(Problems)
A) Using the Outway interview excerpt, decide whether each statement agrees with it: (i) Aaron describes the start of Outway as a light bulb moment; (ii) Aaron worked at two companies and built and ran six products; (iii) wildfire management is one of the behind-the-scenes pieces Aaron lists for land management. Answer yes or no for each and quote the words from the excerpt that decide it.
B) Recast the paragraph of the Outway interview excerpt that begins "It sounds very weird to say this" as a short bulleted list that keeps its main facts.

The Outway Story

Co-founders Aaron Kennedy and Nico Schweiger open up about the story behind Outway, including the early days, the lessons learned, a few laughs, and where it's headed next.

The Spark: Recognizing the Problem

Q: How did Outway start?

A (Aaron): Outway was not a light bulb moment, but instead earned secrets over years of professional work, both in land management and in software. I carried that as a volunteer Ranger and a naturalist into college. These were challenges of showing up at the wrong parking lot, missing crew members, or waiting around and not knowing what was next. A lot of these details started slipping through the cracks.

Yeah, so there was a problem where land managers didn't have control over data, not just publicly, but within their own jobs. As I moved into the software world and started my career, I worked at two companies and built and ran six products. There, I really got to see the scope of what software can do and some of the different options.

It sounds very weird to say this, but honestly, Shopify was a big kind of connector piece to this in secretly solving for land management. If you're running a storefront, you have to manage your inventory, customers, and returns in the back of house. And oddly, it is remarkably similar in land management. Yes, we have our storefronts, trails, and parks, but there are also all these operational pieces behind the scenes: maintenance, ecology, wildfire management, ranger enforcement, visitor management, and education. All these threads go into making these lands and parks available.

(Stored records)

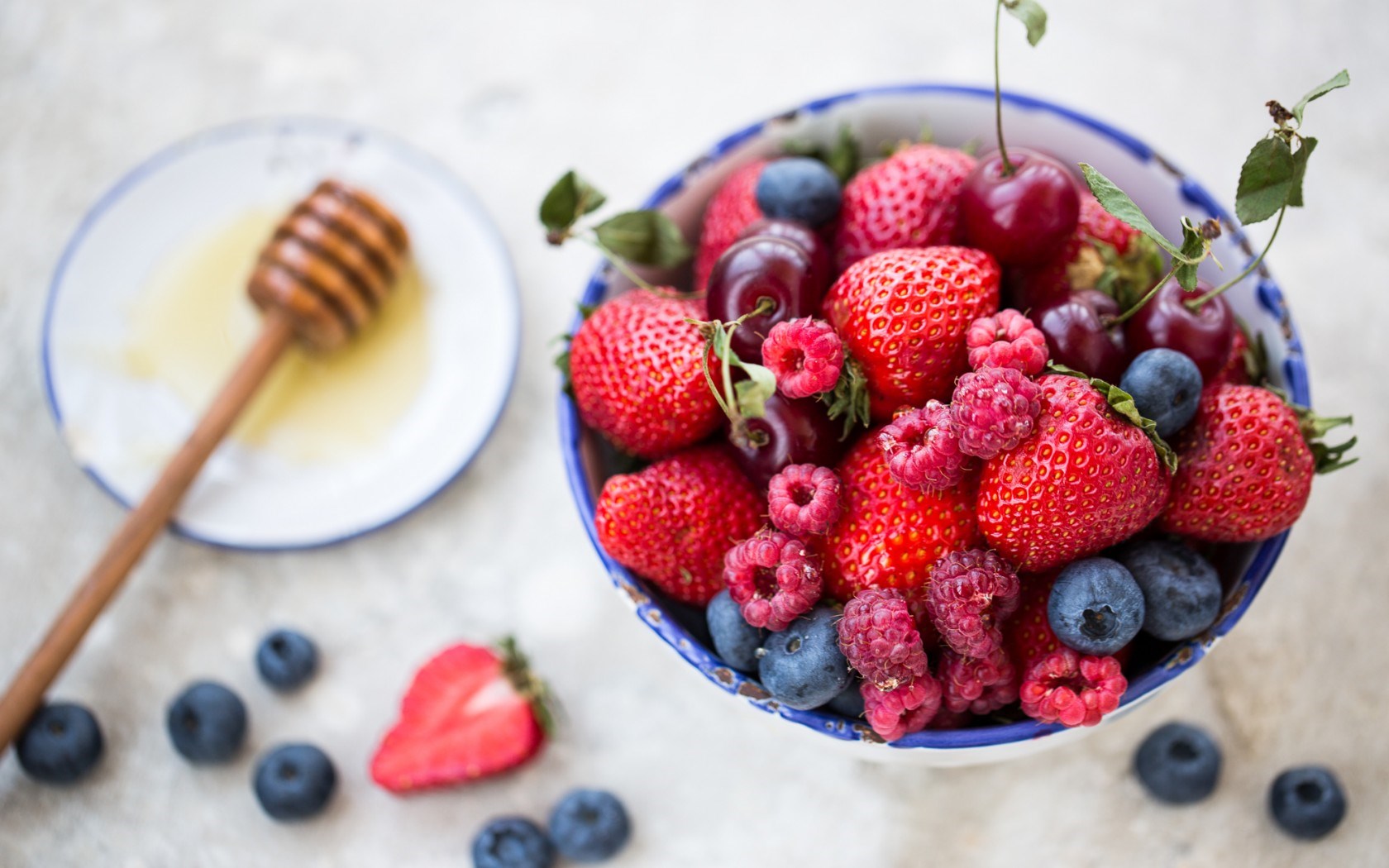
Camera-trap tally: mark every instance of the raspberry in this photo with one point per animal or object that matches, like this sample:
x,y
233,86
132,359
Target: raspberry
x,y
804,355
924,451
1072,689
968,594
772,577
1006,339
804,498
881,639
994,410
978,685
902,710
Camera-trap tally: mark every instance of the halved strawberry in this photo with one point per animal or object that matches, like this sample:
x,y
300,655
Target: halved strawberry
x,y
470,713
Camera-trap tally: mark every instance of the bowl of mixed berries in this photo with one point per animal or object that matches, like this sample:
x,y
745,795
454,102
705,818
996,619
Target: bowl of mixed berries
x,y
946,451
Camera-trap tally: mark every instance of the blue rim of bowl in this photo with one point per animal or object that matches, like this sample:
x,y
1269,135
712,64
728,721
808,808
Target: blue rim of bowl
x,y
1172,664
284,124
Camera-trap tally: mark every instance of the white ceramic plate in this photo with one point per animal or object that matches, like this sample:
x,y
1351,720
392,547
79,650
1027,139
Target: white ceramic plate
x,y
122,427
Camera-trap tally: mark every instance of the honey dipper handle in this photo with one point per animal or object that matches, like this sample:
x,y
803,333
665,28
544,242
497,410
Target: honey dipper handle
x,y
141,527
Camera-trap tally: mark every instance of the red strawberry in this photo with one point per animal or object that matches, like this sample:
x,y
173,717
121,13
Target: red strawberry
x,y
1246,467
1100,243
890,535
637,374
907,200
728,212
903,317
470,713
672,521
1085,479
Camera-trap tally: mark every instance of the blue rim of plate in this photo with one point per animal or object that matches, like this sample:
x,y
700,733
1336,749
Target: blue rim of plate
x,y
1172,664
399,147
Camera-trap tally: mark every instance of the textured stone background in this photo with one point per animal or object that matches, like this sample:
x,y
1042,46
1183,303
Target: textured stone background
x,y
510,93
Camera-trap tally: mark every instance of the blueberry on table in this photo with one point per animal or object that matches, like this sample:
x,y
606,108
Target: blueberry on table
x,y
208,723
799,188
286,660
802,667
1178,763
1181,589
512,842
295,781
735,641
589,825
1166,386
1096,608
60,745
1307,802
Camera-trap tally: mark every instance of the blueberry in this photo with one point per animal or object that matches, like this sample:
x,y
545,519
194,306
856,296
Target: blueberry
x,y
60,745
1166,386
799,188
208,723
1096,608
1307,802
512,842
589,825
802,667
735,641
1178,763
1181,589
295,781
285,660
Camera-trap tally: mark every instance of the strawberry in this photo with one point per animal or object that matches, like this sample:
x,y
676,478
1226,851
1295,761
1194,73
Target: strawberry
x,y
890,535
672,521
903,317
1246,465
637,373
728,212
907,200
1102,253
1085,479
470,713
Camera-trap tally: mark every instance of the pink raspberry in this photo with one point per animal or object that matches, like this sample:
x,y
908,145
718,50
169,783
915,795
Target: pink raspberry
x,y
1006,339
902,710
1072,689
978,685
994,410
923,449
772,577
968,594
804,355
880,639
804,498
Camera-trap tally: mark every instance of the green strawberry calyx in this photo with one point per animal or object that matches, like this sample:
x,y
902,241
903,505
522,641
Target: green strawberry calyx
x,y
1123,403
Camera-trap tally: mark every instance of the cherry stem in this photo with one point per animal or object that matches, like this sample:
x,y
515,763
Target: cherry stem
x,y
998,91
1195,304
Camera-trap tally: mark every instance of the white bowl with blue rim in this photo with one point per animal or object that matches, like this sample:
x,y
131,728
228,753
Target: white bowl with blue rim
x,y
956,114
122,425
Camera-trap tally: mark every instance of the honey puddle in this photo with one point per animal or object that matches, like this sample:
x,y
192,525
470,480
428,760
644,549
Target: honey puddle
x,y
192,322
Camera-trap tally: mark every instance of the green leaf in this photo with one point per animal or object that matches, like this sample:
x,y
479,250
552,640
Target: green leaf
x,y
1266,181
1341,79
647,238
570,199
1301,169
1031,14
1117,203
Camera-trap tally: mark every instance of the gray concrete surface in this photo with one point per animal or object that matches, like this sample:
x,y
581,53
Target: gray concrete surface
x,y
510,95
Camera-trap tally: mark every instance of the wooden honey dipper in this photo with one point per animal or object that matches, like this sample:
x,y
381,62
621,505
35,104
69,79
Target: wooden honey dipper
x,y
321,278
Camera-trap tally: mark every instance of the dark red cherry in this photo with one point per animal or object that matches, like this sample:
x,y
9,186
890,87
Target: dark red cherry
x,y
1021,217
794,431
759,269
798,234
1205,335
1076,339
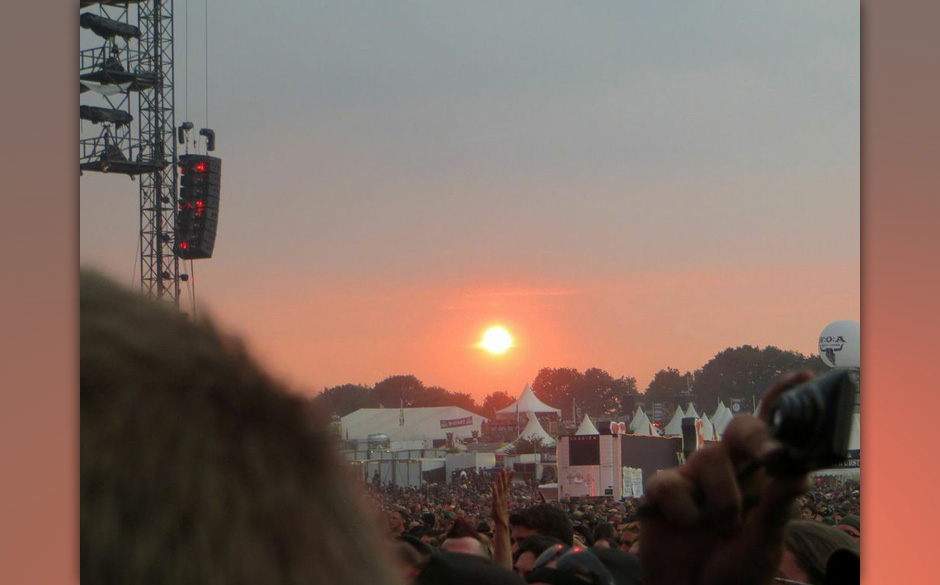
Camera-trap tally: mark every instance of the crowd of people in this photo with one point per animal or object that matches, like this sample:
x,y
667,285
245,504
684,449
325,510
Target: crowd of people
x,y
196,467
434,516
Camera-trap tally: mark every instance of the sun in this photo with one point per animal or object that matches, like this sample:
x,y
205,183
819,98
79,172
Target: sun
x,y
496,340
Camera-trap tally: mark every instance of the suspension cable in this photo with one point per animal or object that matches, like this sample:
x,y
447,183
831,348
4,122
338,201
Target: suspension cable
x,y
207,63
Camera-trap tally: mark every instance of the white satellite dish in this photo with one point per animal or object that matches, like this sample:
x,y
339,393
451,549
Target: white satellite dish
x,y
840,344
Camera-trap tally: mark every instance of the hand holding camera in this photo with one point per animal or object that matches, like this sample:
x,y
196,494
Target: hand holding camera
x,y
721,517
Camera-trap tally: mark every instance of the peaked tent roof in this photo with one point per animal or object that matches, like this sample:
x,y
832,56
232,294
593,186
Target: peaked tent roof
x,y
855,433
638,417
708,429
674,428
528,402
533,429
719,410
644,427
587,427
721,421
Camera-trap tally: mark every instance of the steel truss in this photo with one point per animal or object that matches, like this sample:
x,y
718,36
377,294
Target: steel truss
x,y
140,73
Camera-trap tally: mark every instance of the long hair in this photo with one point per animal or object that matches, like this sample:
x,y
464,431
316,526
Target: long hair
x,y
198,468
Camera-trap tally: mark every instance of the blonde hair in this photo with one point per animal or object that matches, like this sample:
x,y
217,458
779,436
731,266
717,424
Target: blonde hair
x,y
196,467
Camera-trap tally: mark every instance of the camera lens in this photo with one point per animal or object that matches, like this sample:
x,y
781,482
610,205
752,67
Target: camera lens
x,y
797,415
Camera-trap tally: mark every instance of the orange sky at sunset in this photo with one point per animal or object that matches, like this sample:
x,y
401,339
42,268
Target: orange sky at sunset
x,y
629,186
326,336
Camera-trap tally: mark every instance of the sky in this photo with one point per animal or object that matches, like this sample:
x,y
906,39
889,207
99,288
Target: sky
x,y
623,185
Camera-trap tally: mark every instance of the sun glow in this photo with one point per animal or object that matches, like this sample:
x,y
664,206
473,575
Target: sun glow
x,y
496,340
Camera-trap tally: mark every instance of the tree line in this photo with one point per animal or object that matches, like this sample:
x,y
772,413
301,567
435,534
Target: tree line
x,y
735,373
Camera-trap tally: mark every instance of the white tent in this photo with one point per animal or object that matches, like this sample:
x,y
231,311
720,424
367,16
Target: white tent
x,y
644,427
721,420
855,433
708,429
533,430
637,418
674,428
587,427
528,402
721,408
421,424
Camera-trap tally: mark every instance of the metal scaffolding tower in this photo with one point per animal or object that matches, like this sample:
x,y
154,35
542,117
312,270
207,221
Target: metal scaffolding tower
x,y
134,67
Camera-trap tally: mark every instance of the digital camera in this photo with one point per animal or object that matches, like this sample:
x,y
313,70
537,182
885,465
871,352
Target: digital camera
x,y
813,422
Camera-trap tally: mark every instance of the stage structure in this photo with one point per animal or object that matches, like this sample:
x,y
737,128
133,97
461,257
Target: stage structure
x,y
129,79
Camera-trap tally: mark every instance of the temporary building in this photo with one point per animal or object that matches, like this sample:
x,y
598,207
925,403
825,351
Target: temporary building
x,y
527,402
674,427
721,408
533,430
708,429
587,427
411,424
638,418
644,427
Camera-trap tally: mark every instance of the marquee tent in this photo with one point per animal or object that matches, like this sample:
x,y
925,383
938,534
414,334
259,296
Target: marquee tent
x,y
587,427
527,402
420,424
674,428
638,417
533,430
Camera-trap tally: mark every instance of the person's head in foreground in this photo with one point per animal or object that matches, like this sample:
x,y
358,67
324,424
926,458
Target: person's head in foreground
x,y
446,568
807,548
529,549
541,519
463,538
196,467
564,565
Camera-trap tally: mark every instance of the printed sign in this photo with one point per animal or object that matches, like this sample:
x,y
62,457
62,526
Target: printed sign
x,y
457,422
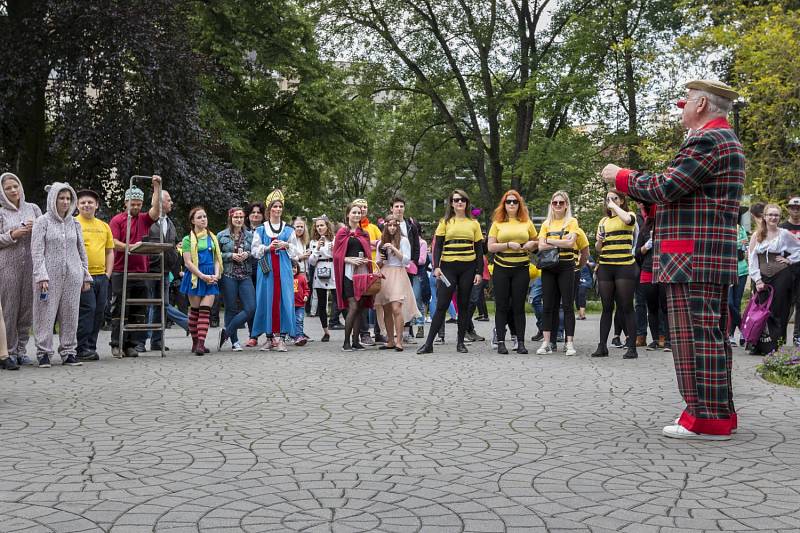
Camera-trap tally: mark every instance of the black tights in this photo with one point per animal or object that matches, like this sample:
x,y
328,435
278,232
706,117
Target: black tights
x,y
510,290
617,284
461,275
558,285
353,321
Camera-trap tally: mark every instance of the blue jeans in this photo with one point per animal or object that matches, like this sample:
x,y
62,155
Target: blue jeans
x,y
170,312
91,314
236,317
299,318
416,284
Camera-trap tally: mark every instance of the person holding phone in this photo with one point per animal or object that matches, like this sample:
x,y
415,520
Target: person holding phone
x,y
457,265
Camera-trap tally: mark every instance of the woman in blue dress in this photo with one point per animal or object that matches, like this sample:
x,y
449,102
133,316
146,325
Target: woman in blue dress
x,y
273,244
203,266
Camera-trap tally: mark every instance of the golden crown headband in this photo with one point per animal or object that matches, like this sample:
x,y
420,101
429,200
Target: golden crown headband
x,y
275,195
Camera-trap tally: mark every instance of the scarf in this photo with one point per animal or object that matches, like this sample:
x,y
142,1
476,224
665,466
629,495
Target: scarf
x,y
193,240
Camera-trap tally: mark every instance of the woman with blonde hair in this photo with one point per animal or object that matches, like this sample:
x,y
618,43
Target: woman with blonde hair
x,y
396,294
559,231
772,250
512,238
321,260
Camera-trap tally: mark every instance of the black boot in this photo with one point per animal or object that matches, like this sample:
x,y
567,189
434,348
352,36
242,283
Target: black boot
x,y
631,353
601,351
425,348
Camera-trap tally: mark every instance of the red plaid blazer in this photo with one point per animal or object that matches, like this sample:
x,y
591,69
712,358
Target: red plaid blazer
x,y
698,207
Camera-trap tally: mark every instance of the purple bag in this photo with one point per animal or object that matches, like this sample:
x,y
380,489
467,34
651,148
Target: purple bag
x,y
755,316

(Task-by-task results)
A)
(i) No: "Outway was not a light bulb moment, but instead earned secrets over years of professional work, both in land management and in software."
(ii) Yes: "I worked at two companies and built and ran six products."
(iii) Yes: "there are also all these operational pieces behind the scenes: maintenance, ecology, wildfire management, ranger enforcement, visitor management, and education."

B)
- Shopify was a major connector piece in solving for land management.
- A storefront has to manage inventory, customers, and returns in the back of house.
- Land management works in a similar way, with trails and parks as its storefronts.
- Behind the scenes are operational pieces: maintenance, ecology, wildfire management, ranger enforcement, visitor management, and education.
- All of these go into making the lands and parks available.